(TRECHO SELECIONADO)
Entre esses pensadores lembrados por Schweitzer na sua crítica, alguns emprestavam maior significado à disposição ética do indivíduo, outros ao bem da sociedade. Todos, porém, uniam a Ética da personalidade ética com aquela do Utilitarismo, sem considerar uma unidade maior que as pudesse unir. Por essa razão, os textos nos quais tratavam dos fundamentos do Ético seriam sempre os menos claros e menos vitais de suas obras. Tinha-se a impressão de que procuravam abandonar tão logo quanto possíveis tais reflexões, passando para exposições de cunho histórico ou ao tratamento de questões da prática ética. Quando, porém, tratavam da prática, deixavam perceber a insuficiência dos fundamentos. Uma real elucidação e aprofundamento do conceito do Ético não seriam encontrados nas suas obras.


Pontes entre a ética individual e a social e o auto-aperfeiçoamento


Schweitzer lembra que essa Ética de mediação ou de estabelecimento de pontes entre a Ética individual e a social já tinha sido criticada por vários pensadores, entre êles Hermann Cohen (1842-) e Wilhelm Hermann (1846-1922). Na França, um de seus críticos fora Charles Renouvier (Science de la morale, 1869). Nos países anglofones, A. Schweitzer cita os sucessores dos Intuicionistas, tais como James Martineau (1805-1900), F. H. Bradley (1846-), Th. H. Green (1836-1882), Simon Laurie (1829-1909) e o filósofo escocês James Seth (1860-1925).


Esses, porém, também não teriam evitado derivar a Ética tanto da disposição ética do homem quanto das exigências da sociedade: a Ética seria produzida pela Personalidade ética, ou seja, pelo indivíduo que sai de si e trabalha para o bem do Todo. Martineau, Green, Bradley, Laurie e Seth teriam procurado chegar a uma Ética unificada partindo da necessidade individual de auto-aperfeiçoamento. Entre êles, James Martineau se aproximaria dos pensadores éticos de Cambridge do século XVIII, segundo os quais o homem traria em si o ideal da perfeição inculcado pelo Criador. Outros pensadores mostravam mais uma influência de J. G. Fichte (1762-1814).


O Ético estaria fundamentado na idéia de que o homem se compreende como personalidade atuante, procurando alcançar uma comunidade com o Espírito. Th. H. Green basearia nesse sentido o relacionamento entre Cultura e Ética, afirmando que todo o desenvolvimento da ação humana, em particular o aperfeiçoamento político e social, ganharia significado apenas se contribuisse para um maior aperfeiçoamento interior dos indivíduos. Na América, representante dessa concepção de uma Ética do aperfeiçoamento espiritual teria sido Josias Royce (1855-1916).


Para A. Schweitzer, a concepção desses pensadores que derivavam toda a Ética do aperfeiçoamento pessoal, ou seja de uma necessidade interna, representaria, de fato, uma Ética viva. Esses pensadores teriam ido tão longe nas suas reflexões que compreendiam a Ética como uma afirmatividade elevada da vida, constituída pelo vir de encontro à ação do Espírito no homem. Aproximar-se-iam da mística da ação de J. G. Fichte. Uma questão que permanecia em aberto, porém, seria a de como uma afirmatividade da vida levaria a um ato que estaria em oposição ao que acontece no mundo. Esse pensamento concebe a afirmatividade de vida como dedicação de si, ou seja, como afirmatividade de vida que atua na negação da vida. Aqui residiria um paradoxo: porque o homem precisaria ser diferente do mundo para estar em harmonia com o Espírito que atua no mundo?

(EXTRATO DE DADOS)
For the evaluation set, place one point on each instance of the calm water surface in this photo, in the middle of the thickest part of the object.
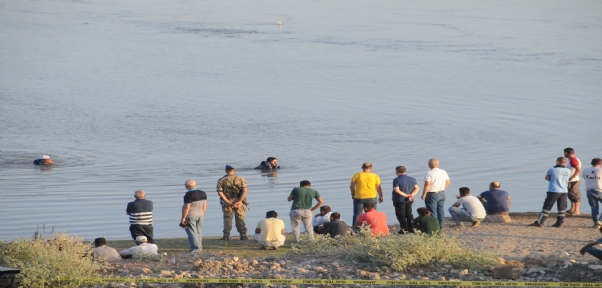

(TAREFA OBRIGATÓRIA 1)
Extraia do trecho sobre a crítica ética de Schweitzer, sem nenhuma alteração, a parte que vai de "Pontes entre a ética individual e a social e" até "James Seth (1860-1925).", incluindo estas últimas palavras.
(TAREFA OBRIGATÓRIA 2)
Prolongue o trecho sobre a crítica ética de Schweitzer a partir do ponto em que ele termina.
A listagem não é necessária para resolver o que se pede.

(RESPOSTA 1)
Pontes entre a ética individual e a social e o auto-aperfeiçoamento


Schweitzer lembra que essa Ética de mediação ou de estabelecimento de pontes entre a Ética individual e a social já tinha sido criticada por vários pensadores, entre êles Hermann Cohen (1842-) e Wilhelm Hermann (1846-1922). Na França, um de seus críticos fora Charles Renouvier (Science de la morale, 1869). Nos países anglofones, A. Schweitzer cita os sucessores dos Intuicionistas, tais como James Martineau (1805-1900), F. H. Bradley (1846-), Th. H. Green (1836-1882), Simon Laurie (1829-1909) e o filósofo escocês James Seth (1860-1925).

(RESPOSTA 2)
Ética e Filosofia Natural


Schweitzer insere outros pensadores nessas suas considerações, dedicando particular atenção a dois filósofos franceses (op.cit. 181 ss.). Uma conceituação de Ética como superior afirmação da vida marcava o pensamento de Alfred Fouillée (1838-1913) e Jean Marie Guyau (1854-1888). O primeiro era autor de uma Critique des systèmes de morale contemporaine (1883); Evolutionisme des idées-forces (1890) e La morale des idées-forces (1907); o segundo, seu discípulo, publicara La morale anglaise contemporaine (1879), Esquisse d‘une morale sans obligation ni sanction (1885) e L‘irreligion de l‘avenir (1886).


Schweitzer reconhecia que os pensadores franceses iam mais a fundo do que os representantes inglêses e norteamericanos da Ética do auto-aperfeiçoamento, uma vez que procuravam compreender a Ética segundo a Filosofia Natural. Surgia, assim, pela primeira vez, o problema das bases, do princípio fundamental do Ético. Schweitzer admirava o modo com que Fouillée procurava tratar a questão da vontade de viver. As idéias dirigidas a ideais éticos que surgem no indivíduo não seriam resultado de algo pensado, mas expressão de forças que levam ao aperfeiçoamento do ser.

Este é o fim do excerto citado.